**WHAT TO DO:**
[1] Reproduce the passage from the contextualization services text verbatim, beginning at the words "- Interactive engineering" and stopping after "entityMatchFitRequest = Request.create()".
[2] Write the next part of the Cognite Data Fusion contextualization text, starting right after its final line.

**EXTRACT PROVIDED:**
+--

The contextualization services of Cognite Data Fusion helps enrich and connect data. The services offer different algorithms for information extraction/feature generation and matching. The SDK supports the following contextualization services:
- Entity matching.
- Interactive engineering diagrams (P&IDs).
Example of an interactive P&ID pipeline: https://github.com/cognitedata/cdf-sdk-java-examples/tree/main/interactive-pnid-batch-job
Note: To create client see the file clientSetup.md
Note: All users on this CDF subscription with assets read-all and entitymatching read-all and write-all capabilities in the project, are able to access the data sent to this API. Train a model that predicts matches between entities (for example, time series names to asset names). This is also known as fuzzy joining. If there are no trueMatches (labeled data), you train a static (unsupervised) model, otherwise a machine learned (supervised) model is trained.
List<Struct> source = generateSourceStructs();
List<Struct> target = generateTargetTrainingStructs();
Request entityMatchFitRequest = Request.create()

+--

**DATA ENTRIES:**
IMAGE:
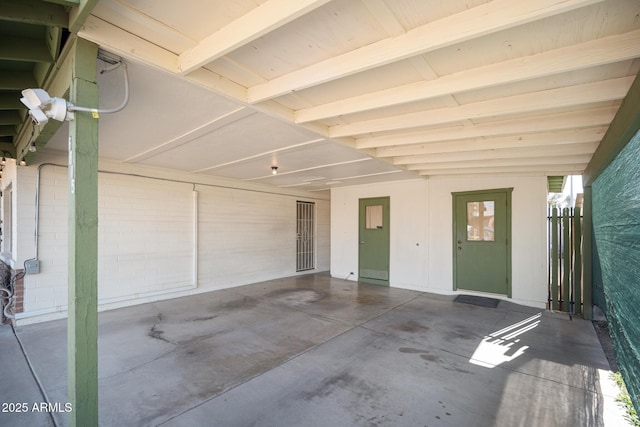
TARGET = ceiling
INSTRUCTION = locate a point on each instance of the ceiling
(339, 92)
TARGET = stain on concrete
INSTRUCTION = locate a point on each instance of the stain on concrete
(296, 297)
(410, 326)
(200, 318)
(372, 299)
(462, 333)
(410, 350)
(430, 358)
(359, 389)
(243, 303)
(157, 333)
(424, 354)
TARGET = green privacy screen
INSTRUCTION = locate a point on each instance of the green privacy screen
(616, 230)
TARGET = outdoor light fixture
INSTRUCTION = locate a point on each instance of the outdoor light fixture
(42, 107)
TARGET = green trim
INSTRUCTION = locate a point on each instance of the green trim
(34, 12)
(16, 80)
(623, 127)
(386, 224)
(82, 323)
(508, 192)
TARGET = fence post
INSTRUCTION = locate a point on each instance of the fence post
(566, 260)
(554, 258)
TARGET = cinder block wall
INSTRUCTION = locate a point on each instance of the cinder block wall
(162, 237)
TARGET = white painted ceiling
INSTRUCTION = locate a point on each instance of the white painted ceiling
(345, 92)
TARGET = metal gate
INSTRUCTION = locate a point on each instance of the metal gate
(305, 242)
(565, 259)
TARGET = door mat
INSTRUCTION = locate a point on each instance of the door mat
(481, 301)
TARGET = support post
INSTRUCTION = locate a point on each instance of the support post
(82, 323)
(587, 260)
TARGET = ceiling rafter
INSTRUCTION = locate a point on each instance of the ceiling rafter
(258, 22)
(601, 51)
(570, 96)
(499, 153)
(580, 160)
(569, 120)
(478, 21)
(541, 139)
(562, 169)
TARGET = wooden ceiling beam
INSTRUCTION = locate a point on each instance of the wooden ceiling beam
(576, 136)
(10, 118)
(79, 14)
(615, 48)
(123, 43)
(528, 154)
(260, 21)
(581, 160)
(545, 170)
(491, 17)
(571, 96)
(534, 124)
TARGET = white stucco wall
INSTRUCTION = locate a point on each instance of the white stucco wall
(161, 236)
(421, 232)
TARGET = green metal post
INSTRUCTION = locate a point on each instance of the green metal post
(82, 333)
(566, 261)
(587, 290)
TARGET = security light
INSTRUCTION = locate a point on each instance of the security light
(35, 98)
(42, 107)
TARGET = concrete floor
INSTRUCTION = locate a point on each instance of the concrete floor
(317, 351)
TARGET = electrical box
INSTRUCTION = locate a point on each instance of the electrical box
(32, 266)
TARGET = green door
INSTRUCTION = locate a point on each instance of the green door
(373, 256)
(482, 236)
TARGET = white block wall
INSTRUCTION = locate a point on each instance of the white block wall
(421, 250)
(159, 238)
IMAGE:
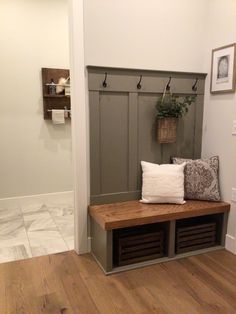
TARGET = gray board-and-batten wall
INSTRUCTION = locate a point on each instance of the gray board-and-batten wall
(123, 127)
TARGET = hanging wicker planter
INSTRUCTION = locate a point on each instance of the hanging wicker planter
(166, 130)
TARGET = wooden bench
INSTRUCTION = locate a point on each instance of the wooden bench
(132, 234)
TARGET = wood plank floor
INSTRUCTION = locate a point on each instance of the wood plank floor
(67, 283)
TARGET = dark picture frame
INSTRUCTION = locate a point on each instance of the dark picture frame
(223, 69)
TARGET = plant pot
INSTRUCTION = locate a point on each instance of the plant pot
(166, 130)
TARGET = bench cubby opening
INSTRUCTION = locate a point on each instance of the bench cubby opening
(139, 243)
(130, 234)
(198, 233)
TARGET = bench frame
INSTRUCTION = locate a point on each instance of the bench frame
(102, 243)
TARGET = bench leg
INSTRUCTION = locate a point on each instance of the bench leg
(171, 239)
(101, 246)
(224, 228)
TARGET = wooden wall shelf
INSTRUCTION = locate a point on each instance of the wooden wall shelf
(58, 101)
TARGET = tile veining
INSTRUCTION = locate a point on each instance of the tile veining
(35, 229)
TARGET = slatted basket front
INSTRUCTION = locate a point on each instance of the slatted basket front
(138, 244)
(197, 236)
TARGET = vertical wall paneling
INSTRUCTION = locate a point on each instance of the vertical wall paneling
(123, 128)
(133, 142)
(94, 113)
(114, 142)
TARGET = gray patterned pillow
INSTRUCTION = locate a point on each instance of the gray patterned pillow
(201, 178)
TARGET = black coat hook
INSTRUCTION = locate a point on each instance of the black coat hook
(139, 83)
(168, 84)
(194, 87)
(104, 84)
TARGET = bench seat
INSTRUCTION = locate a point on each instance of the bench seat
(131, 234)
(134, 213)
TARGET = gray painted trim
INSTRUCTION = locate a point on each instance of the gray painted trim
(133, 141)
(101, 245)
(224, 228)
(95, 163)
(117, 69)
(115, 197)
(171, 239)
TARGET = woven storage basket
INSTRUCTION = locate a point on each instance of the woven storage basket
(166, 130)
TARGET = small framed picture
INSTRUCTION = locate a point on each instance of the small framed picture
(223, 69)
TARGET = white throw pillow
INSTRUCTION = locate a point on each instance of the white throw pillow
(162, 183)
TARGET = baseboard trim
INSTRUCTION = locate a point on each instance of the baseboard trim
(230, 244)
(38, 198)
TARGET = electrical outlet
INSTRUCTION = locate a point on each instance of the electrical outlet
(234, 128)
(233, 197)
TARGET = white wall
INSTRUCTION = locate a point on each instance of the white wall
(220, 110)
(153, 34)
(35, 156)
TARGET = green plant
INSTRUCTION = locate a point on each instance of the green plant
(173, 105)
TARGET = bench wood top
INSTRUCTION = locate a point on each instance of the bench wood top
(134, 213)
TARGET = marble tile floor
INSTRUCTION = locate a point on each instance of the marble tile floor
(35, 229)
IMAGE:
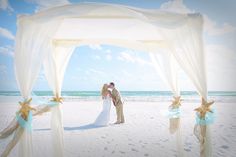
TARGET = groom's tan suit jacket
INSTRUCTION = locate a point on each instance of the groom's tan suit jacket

+--

**EXERCISE RESULTS:**
[1]
- Interactive engineering diagrams (P&IDs).
Example of an interactive P&ID pipeline: https://github.com/cognitedata/cdf-sdk-java-examples/tree/main/interactive-pnid-batch-job
Note: To create client see the file clientSetup.md
Note: All users on this CDF subscription with assets read-all and entitymatching read-all and write-all capabilities in the project, are able to access the data sent to this API. Train a model that predicts matches between entities (for example, time series names to asset names). This is also known as fuzzy joining. If there are no trueMatches (labeled data), you train a static (unsupervised) model, otherwise a machine learned (supervised) model is trained.
List<Struct> source = generateSourceStructs();
List<Struct> target = generateTargetTrainingStructs();
Request entityMatchFitRequest = Request.create()

[2]
.withRootParameter("sources", source)
.withRootParameter("targets", target)
.withRootParameter("matchFields", Map.of("source", "name", "target", "externalId"))
.withRootParameter("featureType", featureType);
List<EntityMatchModel> models =
client
.contextualization()
.entityMatching()
.create(List.of(entityMatchFitRequest));
//Example to generate data of Struct
private List<Struct> generateSourceStructs() {
Struct entityA = Struct.newBuilder()
.putFields("id", Values.of(1D))
.putFields("name", Values.of("23-DB-9101"))
.putFields("fooField", Values.of("bar"))
.build();
Struct entityB = Struct.newBuilder()
.putFields("id", Values.of(2D))
.putFields("name", Values.of("23-PC-9101"))
.putFields("barField", Values.of("foo"))
.build();
Struct entityC = Struct.newBuilder()
.putFields("id", Values.of(3D))
.putFields("name", Values.of("343-Å"))
.build();
return List.of(entityA, entityB, entityC);
}
private List<Struct> generateTargetTrainingStructs() {
Struct targetA = Struct.newBuilder()
.putFields("id", Values.of(1D))
.putFields("externalId", Values.of("IA-23_DB_9101"))
.build();
Struct targetB = Struct.newBuilder()
.putFields("id", Values.of(2D))
.putFields("externalId", Values.of("VAL_23_PC_9101"))
.build();
return List.of(targetA, targetB);
}
Note: All users on this CDF subscription with assets read-all and entitymatching read-all and write-all capabilities in the project, are able to access the data sent to this API. Predicts entity matches using a trained model.
EntityMatchModel entityMatchModel = find();
List<Struct> source = generateSourceStructs();
List<Struct> target = generateTargetStructs();
//By id
List<EntityMatchResult> matchResultsById =
client
.contextualization()
.entityMatching()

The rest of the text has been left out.